WRITTEN REQUEST 1 =>
Find every line in the records below that contains the string "dirt" and copy those lines. Matching is case-sensitive.

Singapore’s vibrant start-up scene also presents tremendous potential as aspringboard for further SCF development. For instance, there are government-sponsored innovation hubs such as Fusionoplis and Biopolis, and countless innovative start-ups, many clustered in "Block 71”, which The Economist had dubbed “the world's most tightly packed entrepreneurial ecosystem”.3

 

Notably, earlier this year, the Singapore Exchange and Clearbridge Accelerator Pte Ltd announced a joint venture to develop a capital-raising platform for entrepreneurs and SMEs in Asia.
 
(I) Licensing Requirements
 
In its consultation paper, MAS proposed to ease the financial requirements for capital markets intermediaries that require a Capital Markets Services (“CMS”) licence for dealing in securities (“Dealing Licensees”). An intermediary operating an SCF platform which facilitates offers of securities falls under this regime and a CMS licence is required.
 
The issue arises when intermediaries interested in operating an SCF platform are limited by financial constraints and are unable to meet the financial requirements for Dealing Licensees, particularly where the SCF platform is intended to merely be a portal for offers and which does not directly offer products or participate in the transactions. To pave the way for such SCF intermediaries to apply for a licence to offer SCF investments, MAS proposes to lower the minimum base capital requirement from SGD 250k to SGD 50k and remove the requirement of lodging a security deposit of SGD 100k with MAS. MAS specifically limits this initiative to low-risk capital markets intermediaries, namely those which do not handle, hold or accept customer monies, assets or positions.
 
However, it remains to be seen whether the lowered financial requirements will have significant impact on the decision-making of potential SCF platform operators,given other existing restrictions on the business model, such as the limitation on advertising (which we discuss below). In addition, there are some regulatory requirements for CMS licence holders that remain to be addressed by MAS.

WRITTEN REQUEST 2 =>
Write the next part of the passage on Singapore's securities crowdfunding rules above, picking up right after its final sentence.

LISTED ENTRIES =>

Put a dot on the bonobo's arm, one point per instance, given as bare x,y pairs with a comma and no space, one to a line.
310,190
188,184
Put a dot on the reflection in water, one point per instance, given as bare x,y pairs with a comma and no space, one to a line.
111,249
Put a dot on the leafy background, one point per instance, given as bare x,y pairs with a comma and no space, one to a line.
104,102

...

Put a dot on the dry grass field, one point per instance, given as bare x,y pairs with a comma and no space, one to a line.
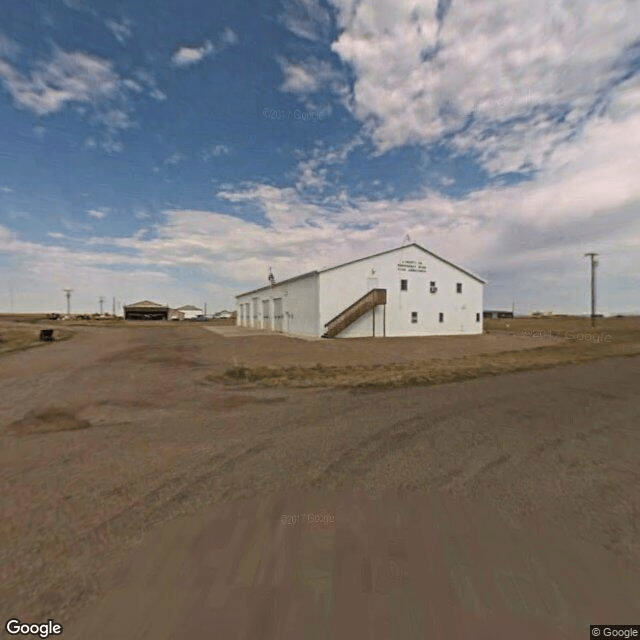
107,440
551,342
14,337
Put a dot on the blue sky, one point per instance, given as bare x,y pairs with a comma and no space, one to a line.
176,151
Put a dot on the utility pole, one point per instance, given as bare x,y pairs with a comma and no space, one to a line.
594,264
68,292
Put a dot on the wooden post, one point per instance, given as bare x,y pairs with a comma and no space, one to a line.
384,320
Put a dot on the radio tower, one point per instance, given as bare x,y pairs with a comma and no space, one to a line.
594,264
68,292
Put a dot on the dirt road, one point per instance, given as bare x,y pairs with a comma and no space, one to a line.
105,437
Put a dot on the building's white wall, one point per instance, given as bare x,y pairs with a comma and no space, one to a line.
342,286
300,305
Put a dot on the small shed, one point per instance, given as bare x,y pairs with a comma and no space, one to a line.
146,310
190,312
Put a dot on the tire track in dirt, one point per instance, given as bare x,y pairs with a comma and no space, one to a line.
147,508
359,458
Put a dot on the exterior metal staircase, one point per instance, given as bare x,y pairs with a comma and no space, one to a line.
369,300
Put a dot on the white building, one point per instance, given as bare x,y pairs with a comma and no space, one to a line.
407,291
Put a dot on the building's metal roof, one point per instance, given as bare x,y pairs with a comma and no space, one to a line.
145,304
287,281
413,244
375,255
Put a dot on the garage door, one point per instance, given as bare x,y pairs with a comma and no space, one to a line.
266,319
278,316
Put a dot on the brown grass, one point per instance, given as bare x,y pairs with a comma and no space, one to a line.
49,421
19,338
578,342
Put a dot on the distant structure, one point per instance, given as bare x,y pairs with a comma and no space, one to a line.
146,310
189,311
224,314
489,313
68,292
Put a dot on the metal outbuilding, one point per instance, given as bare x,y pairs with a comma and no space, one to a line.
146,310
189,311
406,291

ANSWER 1 =>
Put a dot on the dirt road, one point per instance, given as bare x,y pairs with a comma and no space, one to a line.
Put a dot on the tire track in dirt, one point per instance, given as bare x,y pairs with a comma and no space, one to a line.

ANSWER 2 =>
 
For example, a passive ‘through portal’, one which does not hold, deal, transmit, invest in, advise on or recommend securities, probably does not need licensed representatives. While MAS should insist on some relevant background experience on the part of the shareholders and senior management to run a web portal, and the fit and proper requirements should be rigorously enforced, having an SCF representative sit for tests on the ‘rules and regulations for corporate advisory’, ‘knowledge of securities products’ or any of the other modules seems incongruent.
 
 
Another area of concern is the admission guideline that licensed dealers in securities maintain minimum group shareholders’ funds of SGD 200m for dealing in certain unlisted products (e.g. foreign exchange or derivatives) with retail investors. Again, this is unnecessary for a ‘through portal’, and MAS should clarify that such a guideline will not apply to SCF platforms.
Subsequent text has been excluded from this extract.